§ **Excerpted passage**:
Q: Why is New Jersey called “The Garden State”?
A: Because “Oil and Petrochemical Refinery State” wouldn’t fit on a
license plate.

BITTERSWEET BALLGAMES

This past Monday and Thursday my son Jake and I went to watch Jah Energy play and win its semi-final series.  The team played all around solid softball with few mistakes and a stout defense.  Jah’s pitching was superb.  Batters kept the bases busy during the first game and played long ball the second.  It made both of us happy to see the team we had played for earn the chance to win the championship.

But for me the operant words in that last sentence were “had played.”  Past tense–with little future action other than a symbolic inning next year before I officially retire.

This season was the first in twenty-five years that I hadn’t played, coached, or managed.  The first season when, until last week, I hadn’t attended a game or practice.  I told myself I didn’t go to the games because my shoulder surgery kept me from driving.  Eventually I realized I stayed away because it was too weird and painful to feel there was no real place for me on the field.

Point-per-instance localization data
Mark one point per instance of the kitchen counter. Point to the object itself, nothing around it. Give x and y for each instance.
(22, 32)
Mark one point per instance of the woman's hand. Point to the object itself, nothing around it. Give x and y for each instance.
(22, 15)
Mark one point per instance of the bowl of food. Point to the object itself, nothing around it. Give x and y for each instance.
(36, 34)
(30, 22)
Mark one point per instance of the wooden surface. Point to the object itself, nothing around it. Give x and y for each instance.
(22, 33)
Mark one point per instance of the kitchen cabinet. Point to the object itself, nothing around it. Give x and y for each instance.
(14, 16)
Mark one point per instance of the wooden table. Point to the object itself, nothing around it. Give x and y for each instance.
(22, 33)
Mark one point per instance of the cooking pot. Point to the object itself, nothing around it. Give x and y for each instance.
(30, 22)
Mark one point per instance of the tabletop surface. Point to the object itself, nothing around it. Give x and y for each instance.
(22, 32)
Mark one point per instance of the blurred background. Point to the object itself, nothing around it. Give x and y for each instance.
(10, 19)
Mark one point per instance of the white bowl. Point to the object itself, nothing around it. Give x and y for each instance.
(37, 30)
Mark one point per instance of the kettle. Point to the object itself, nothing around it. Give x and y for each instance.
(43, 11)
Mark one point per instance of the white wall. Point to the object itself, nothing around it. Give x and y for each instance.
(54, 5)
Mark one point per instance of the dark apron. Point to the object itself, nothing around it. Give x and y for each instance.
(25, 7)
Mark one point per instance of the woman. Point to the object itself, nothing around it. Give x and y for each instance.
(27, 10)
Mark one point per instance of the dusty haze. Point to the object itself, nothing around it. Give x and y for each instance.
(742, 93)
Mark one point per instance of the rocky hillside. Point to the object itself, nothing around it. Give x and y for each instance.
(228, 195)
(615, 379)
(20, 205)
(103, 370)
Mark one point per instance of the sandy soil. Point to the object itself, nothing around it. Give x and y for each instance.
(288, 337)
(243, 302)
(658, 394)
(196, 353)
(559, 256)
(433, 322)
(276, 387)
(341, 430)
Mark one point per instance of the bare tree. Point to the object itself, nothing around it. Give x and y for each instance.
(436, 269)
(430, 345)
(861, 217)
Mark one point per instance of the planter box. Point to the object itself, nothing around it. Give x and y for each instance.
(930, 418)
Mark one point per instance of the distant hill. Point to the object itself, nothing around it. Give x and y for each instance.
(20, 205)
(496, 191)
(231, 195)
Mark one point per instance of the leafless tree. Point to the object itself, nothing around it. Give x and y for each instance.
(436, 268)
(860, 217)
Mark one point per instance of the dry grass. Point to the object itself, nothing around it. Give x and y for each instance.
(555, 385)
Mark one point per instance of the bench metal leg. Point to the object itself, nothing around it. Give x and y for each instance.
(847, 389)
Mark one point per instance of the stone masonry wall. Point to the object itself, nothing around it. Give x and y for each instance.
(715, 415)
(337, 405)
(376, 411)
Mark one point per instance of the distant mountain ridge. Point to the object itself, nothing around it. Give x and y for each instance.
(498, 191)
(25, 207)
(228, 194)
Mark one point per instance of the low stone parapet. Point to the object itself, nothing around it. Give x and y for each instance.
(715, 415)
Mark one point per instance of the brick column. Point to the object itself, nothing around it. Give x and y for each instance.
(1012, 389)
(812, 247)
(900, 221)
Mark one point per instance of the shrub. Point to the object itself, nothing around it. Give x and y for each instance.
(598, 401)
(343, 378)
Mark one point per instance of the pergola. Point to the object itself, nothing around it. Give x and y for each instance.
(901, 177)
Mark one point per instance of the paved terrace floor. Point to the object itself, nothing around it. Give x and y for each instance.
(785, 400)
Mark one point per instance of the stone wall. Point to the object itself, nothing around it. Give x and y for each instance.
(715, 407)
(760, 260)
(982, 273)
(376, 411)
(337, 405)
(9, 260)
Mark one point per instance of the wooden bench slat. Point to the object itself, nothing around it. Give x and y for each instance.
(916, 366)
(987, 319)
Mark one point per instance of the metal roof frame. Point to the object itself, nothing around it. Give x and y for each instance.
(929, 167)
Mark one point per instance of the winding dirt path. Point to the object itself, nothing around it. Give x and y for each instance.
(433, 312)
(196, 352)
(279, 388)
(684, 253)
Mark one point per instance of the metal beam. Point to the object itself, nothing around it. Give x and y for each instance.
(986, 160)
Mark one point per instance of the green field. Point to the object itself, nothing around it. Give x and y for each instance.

§ **To do**:
1. Transcribe the part of the softball essay that begins with the words containing "BITTERSWEET BALLGAMES" and ends with "I officially retire.".
2. Finish out the next part of the softball essay, picking up after its final sentence.

§ **Per-task answers**:
1.
BITTERSWEET BALLGAMES

This past Monday and Thursday my son Jake and I went to watch Jah Energy play and win its semi-final series.  The team played all around solid softball with few mistakes and a stout defense.  Jah’s pitching was superb.  Batters kept the bases busy during the first game and played long ball the second.  It made both of us happy to see the team we had played for earn the chance to win the championship.

But for me the operant words in that last sentence were “had played.”  Past tense–with little future action other than a symbolic inning next year before I officially retire.

2.
Once Jah came in first and started the play-offs, however, I couldn’t resist.  You can bet I’ll cheer them on during the championship series–wholehearted enthusiasm mixed with a really difficult goodbye.

I knew how I was going to feel when I first got to the field and saw all of the team’s new faces.  I immediately remembered the early years when Ruben, Jah’s founder, rebuilt the team damn near from scratch each spring because of the turnover.   We actually recruited folks we met in the park and hoped they knew the game.   Every season worrying about having enough players or too many players, enough women or not enough women.   Going through a ton of team iterations throughout those twenty-five years and enjoying every one of them.

Sitting there, remembering all those years of playing in the cold, dank days of Boston’s April. Coming out early on Sundays before practice to work with people who wanted to improve–myself included.  Staring directly into the sun  during the summer, hoping my glove was in the right position to catch the ball I couldn’t see.  Dealing with the push/pull tension of competitiveness versus just having fun.  Also recalling coming home after play-off games and writing them up and sending the stories to my teammates.   Now that was a pleasure–especially if we won.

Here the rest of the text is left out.